Laboratory Information Management System (and other heterogeneous data management)

A LIMS tracks all the laboratory operations on a biological sample. Where does it come from? How was it preprocessed? Which instrument did it go through? And which analysis steps were performed? What (and where) are the analysis results? This information is crucial for proof, audit, reproducibility, etc. and an efficient LIMS platform is a Grail for most laboratories.

If such platforms are not a new need, their actual implementations raise recurrent problems in the lab. Reality is often, at best, an assembly of custom and third party software. In fine, the scientist often falls back on his paper lab notebook as the single source of truth.

Technical background and issues in life science information systems

Stepping back from particular domain silos, we discussed how life science actors are facing recurring issues from an information system perspective. Let's now try to identify some of the reasons underlying those patterns and the different dimensions in which they occur. We'll finally realize how similar those aspects are to other domains and how lessons learned in other industries could be applied in life science.

Software development culture in life science

Let's consider the software development culture as the overall environment in which digital projects are built. It encompasses low level aspects, like programming languages and tools used by developers, but also processes, relationships with customers (aka the wet lab scientists) and within the development teams. Last but not least, it also covers how upper management envisions the information system at the organization scale.

Why is life science so special?

Because dry geeks (the ones with a strange look and a keyboard) have to talk to wet geeks (the ones with a strange look and a white coat). And also because trying to understand biological phenomena can be incredibly complex and always drives people into unforeseeable journeys.

Because of its culture, the life science digital ecosystem is original. A key factor is the porosity between academic and private companies and the historical importance of one's scientific knowledge to be recognized by his peers. This leads to situations where a large proportion of software development players, at all levels, are former biology or chemistry trained people (with a strong inclination towards a keyboard, indeed).

When the time comes to selecting a new hire, the balance often tips towards a biology fluent person with IT knowledge rather than towards a hard core software engineer, architect or manager, with proven abilities to dialog with people outside of her domain. Some companies try to counter that trend, but unfortunately "mirror hiring" is a natural tendency for most of us [ [20].

Technical bottlenecks

Understanding the culture can prove to be illuminating to understand the ecosystem, but it hardly is a factor one can directly influence. However, we can highlight technical aspects, identify axes along which common situations could be improved. In the last section, we will see how to actually cope with them.

Software culture: the foundations

As we saw earlier, software people in life science are often wet lab "defectors". Driven by domain knowledge, a backend developper is commonly more recognized by her peers when she can explain the intricacy of methylation X or Y in the chromatin rather than having deeper arguments on a sound decoupled software architecture. Well, that's a side effect of life science being ruled by life scientists (which is, for plenty of other reasons, a very good thing).

= MATERIAL SHOWN =
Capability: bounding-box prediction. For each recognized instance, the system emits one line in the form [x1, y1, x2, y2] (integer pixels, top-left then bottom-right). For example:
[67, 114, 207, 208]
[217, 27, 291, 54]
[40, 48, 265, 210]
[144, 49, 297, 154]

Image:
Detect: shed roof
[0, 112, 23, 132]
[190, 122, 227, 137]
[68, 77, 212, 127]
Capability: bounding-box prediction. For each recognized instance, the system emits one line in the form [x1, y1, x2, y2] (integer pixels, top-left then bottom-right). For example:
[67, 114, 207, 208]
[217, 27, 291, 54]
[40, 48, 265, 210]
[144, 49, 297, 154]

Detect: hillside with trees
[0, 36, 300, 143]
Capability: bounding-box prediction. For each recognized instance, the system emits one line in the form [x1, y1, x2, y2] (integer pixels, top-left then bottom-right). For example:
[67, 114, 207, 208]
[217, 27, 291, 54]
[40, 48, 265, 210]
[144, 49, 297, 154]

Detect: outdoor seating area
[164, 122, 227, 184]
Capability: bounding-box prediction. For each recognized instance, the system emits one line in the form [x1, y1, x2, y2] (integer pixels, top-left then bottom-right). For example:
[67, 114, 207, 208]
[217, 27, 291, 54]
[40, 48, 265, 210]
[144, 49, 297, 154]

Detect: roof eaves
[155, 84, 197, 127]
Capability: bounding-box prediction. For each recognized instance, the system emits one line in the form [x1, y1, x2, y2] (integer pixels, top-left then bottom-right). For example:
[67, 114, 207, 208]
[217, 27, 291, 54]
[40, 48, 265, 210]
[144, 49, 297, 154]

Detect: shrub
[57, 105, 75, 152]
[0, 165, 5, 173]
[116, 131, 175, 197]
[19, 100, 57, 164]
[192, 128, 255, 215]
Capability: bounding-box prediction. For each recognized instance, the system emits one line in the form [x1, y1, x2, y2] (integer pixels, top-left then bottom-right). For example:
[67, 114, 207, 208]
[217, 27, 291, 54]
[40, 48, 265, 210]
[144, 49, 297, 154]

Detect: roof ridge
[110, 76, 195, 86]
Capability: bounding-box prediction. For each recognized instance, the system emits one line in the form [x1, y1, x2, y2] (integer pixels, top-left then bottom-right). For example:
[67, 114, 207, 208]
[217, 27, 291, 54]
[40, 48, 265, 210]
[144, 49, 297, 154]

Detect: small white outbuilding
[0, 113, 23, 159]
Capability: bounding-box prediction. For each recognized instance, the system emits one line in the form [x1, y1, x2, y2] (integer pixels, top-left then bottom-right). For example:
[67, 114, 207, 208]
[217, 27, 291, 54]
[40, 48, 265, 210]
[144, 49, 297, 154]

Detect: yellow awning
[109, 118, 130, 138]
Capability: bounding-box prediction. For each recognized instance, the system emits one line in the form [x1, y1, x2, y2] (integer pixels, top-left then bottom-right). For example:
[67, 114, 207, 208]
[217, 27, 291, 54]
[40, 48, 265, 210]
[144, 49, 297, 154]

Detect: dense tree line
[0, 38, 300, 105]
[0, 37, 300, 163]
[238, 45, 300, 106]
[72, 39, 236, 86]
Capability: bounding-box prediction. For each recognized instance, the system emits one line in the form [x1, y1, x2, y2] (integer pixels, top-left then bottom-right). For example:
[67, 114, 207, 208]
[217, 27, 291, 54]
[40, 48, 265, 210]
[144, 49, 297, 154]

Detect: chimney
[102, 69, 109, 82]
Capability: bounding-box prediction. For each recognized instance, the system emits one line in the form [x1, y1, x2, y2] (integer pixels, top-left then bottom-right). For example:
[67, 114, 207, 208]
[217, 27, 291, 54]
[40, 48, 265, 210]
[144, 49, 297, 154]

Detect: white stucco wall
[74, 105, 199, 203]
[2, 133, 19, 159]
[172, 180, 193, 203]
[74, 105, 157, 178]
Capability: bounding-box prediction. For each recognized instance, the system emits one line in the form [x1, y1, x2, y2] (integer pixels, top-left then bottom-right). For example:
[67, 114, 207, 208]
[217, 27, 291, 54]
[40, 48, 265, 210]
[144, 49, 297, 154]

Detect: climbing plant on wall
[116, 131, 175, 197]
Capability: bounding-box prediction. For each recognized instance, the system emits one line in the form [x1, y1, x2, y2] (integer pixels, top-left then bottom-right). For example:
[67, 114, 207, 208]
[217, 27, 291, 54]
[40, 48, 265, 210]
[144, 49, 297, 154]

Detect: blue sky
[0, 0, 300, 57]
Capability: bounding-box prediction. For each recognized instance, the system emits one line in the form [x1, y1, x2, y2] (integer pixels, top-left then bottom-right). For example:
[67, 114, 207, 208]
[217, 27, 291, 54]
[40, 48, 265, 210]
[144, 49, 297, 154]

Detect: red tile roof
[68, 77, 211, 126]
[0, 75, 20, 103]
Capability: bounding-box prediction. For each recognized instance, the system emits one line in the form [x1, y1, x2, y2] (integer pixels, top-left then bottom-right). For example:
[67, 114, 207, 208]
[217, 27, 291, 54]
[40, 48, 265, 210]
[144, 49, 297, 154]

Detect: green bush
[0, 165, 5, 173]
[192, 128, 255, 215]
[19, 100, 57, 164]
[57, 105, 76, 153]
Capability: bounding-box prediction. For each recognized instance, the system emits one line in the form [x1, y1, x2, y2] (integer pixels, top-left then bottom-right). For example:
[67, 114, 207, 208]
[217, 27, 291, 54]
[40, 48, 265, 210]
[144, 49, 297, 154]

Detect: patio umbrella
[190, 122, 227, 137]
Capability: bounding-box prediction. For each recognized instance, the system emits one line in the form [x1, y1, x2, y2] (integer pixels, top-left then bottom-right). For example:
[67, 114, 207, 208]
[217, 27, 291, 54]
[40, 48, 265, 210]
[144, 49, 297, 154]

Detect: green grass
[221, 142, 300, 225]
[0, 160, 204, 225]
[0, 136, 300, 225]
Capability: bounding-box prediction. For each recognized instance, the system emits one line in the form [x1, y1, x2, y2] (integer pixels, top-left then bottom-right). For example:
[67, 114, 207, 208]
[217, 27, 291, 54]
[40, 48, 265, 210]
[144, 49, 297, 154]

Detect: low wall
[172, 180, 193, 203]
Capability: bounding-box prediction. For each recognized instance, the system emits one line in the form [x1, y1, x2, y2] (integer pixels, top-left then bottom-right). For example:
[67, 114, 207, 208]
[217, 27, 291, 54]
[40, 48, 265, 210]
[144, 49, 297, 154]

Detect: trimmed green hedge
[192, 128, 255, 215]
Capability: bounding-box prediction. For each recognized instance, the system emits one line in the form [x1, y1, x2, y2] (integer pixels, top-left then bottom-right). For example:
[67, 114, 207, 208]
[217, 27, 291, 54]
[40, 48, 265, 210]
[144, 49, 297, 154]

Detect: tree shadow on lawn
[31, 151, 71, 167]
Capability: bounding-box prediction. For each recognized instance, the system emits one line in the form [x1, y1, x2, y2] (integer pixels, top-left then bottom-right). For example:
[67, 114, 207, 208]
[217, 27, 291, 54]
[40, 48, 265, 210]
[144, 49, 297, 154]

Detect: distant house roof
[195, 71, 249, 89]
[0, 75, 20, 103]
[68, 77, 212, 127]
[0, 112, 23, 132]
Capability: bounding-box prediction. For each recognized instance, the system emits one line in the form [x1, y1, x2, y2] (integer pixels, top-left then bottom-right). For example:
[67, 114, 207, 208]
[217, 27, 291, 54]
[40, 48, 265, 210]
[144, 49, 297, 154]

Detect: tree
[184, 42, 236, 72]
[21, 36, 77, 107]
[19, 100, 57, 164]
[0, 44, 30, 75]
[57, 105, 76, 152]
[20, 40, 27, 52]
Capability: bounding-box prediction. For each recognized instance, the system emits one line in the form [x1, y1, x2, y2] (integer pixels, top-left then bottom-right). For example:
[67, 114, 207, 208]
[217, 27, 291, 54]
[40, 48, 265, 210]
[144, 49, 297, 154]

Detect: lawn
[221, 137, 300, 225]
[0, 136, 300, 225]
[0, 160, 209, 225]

= COMPLETE THE FOLLOWING =
a. In the LIMS article, how would you translate the sentence "Reality is often, at best, an assembly of custom and third party software." into French?
b. According to the LIMS article, what does the scientist often fall back on as the single source of truth?
c. From the LIMS article, pull out the stretch from "Let's consider the" through "into unforeseeable journeys.", word for word.

= EXERCISE ANSWERS =
a. La réalité est souvent, au mieux, un assemblage de logiciels sur mesure et de logiciels tiers.

b. A paper lab notebook.

c.
Let's consider the software development culture as the overall environment in which digital projects are built. It encompasses low level aspects, like programming languages and tools used by developers, but also processes, relationships with customers (aka the wet lab scientists) and within the development teams. Last but not least, it also covers how upper management envisions the information system at the organization scale.

Why is life science so special?

Because dry geeks (the ones with a strange look and a keyboard) have to talk to wet geeks (the ones with a strange look and a white coat). And also because trying to understand biological phenomena can be incredibly complex and always drives people into unforeseeable journeys.